*JOB:*
Lay out the lines of the items below as a JSON list of strings, one string per line with blank lines omitted. Include only the lines from the one containing "Target: tree" through the end of the items.

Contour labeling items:
+ + + + +

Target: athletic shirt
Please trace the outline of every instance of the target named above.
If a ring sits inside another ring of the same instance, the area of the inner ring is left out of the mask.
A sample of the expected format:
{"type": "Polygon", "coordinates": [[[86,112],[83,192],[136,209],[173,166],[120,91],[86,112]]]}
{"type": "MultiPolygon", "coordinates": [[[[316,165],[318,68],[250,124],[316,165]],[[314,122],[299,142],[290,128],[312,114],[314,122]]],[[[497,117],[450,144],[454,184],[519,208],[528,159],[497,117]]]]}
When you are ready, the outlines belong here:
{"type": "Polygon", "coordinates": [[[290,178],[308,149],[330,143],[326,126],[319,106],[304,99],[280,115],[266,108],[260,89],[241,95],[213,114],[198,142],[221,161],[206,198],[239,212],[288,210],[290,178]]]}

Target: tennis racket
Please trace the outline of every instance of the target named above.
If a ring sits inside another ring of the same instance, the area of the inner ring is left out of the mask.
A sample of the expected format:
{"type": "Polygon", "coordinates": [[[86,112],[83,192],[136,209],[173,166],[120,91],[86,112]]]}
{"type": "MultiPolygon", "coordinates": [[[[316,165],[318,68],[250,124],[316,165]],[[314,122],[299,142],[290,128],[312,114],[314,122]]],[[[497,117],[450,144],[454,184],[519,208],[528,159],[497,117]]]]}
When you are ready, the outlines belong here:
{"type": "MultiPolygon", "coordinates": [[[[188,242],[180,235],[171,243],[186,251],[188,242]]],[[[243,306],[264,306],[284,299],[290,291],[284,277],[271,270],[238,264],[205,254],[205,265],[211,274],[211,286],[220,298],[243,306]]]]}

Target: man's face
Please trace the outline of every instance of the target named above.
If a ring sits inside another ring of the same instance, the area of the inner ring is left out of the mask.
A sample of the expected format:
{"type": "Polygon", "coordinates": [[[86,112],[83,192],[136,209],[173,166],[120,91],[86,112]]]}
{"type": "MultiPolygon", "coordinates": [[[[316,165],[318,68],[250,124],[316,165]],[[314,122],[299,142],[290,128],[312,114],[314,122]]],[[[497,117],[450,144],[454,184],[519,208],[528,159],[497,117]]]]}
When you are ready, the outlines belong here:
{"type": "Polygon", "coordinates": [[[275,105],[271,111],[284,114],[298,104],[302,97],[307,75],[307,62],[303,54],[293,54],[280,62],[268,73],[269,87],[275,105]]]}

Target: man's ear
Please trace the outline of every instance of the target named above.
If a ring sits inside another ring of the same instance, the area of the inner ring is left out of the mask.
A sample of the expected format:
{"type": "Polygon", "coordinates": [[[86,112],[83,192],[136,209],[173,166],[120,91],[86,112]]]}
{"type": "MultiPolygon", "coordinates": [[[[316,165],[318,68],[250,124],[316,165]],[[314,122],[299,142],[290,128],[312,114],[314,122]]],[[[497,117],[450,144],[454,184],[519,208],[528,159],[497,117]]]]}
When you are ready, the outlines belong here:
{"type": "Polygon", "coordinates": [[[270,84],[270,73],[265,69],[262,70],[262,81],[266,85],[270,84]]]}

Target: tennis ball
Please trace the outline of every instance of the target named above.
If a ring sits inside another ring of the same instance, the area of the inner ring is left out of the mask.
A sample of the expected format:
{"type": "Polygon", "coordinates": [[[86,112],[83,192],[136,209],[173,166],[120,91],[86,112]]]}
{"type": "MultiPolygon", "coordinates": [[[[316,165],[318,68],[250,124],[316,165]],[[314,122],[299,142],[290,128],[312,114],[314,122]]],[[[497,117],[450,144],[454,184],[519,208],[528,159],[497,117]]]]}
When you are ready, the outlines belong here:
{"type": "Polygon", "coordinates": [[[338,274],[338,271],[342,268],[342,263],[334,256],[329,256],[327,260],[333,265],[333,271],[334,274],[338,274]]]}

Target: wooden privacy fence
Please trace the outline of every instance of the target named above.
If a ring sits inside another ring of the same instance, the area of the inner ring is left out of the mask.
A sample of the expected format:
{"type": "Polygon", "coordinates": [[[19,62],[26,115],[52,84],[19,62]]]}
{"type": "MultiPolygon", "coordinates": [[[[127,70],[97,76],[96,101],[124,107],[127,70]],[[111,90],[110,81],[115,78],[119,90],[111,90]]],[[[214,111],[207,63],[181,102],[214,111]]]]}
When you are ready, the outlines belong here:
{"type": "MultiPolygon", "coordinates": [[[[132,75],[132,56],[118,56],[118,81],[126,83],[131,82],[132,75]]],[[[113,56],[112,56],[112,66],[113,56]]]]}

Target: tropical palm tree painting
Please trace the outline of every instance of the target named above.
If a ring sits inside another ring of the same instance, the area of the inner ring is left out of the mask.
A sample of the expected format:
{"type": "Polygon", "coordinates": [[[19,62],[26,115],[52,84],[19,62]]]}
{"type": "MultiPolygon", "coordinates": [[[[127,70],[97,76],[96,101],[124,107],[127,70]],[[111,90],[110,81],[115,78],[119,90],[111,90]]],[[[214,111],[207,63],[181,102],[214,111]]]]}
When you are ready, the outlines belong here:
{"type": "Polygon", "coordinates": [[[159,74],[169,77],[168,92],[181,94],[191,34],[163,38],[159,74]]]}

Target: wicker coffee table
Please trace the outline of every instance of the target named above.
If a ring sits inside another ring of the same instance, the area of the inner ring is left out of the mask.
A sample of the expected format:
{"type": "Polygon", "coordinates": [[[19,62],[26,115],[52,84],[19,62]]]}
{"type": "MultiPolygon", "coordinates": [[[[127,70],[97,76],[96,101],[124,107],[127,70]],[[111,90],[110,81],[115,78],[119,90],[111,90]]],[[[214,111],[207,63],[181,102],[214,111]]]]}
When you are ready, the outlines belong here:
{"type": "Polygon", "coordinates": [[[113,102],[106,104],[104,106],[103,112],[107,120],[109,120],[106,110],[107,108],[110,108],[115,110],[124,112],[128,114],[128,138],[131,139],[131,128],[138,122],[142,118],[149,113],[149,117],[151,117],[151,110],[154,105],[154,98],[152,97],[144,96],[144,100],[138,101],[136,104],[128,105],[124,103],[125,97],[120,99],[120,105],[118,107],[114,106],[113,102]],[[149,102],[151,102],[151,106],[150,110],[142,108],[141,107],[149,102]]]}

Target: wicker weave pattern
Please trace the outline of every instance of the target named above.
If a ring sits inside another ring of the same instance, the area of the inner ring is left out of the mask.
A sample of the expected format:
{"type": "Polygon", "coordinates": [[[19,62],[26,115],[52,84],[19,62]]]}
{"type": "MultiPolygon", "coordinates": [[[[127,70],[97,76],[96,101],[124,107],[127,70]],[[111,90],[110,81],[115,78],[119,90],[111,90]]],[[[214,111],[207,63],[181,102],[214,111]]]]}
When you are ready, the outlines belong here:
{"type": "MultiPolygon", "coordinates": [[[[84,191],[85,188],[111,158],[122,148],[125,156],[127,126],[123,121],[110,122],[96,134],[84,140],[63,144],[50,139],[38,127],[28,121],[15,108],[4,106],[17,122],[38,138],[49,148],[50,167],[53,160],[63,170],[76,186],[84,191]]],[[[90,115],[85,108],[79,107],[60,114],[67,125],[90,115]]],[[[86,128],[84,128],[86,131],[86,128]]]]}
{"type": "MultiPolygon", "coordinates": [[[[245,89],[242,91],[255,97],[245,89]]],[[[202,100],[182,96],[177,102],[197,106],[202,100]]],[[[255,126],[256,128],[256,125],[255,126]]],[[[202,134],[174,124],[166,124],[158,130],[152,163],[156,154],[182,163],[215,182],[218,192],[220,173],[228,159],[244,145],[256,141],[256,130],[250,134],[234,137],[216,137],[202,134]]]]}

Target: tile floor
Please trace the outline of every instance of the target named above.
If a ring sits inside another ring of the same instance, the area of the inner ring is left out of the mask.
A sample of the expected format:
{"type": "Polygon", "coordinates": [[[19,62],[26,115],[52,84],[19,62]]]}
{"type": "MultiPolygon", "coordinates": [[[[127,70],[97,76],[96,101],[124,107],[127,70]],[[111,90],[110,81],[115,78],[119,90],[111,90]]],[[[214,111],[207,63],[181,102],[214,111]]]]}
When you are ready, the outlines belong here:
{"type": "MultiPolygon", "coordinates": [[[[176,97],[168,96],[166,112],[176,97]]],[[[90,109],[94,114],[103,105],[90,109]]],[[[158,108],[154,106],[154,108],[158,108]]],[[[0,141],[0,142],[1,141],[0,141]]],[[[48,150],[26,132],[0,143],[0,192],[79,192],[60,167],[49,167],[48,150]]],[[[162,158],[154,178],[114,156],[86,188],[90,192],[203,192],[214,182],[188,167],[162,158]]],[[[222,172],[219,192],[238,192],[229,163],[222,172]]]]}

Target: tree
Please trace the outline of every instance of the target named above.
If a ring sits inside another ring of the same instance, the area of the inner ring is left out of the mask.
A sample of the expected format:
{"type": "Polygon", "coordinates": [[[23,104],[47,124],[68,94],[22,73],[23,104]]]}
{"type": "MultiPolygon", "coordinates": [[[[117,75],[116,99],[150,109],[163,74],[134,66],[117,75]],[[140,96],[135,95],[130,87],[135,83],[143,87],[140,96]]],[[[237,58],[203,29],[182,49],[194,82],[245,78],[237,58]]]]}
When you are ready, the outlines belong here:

+ + + + +

*THE ANSWER:*
[
  "Target: tree",
  "Please trace the outline of every instance of the target named above.",
  "If a ring sits inside another ring of the same instance, the area of the inner ring is left out of the mask.",
  "A sample of the expected format:",
  "{\"type\": \"Polygon\", \"coordinates\": [[[23,104],[47,124],[68,94],[22,73],[23,104]]]}",
  "{\"type\": \"MultiPolygon\", \"coordinates\": [[[[117,75],[116,99],[150,109],[163,74],[134,66],[117,75]],[[140,96],[135,95],[130,87],[135,83],[143,87],[140,96]]],[[[237,58],[203,29],[182,49],[194,82],[245,78],[237,58]]]]}",
  "When you are ready, the outlines belong here:"
]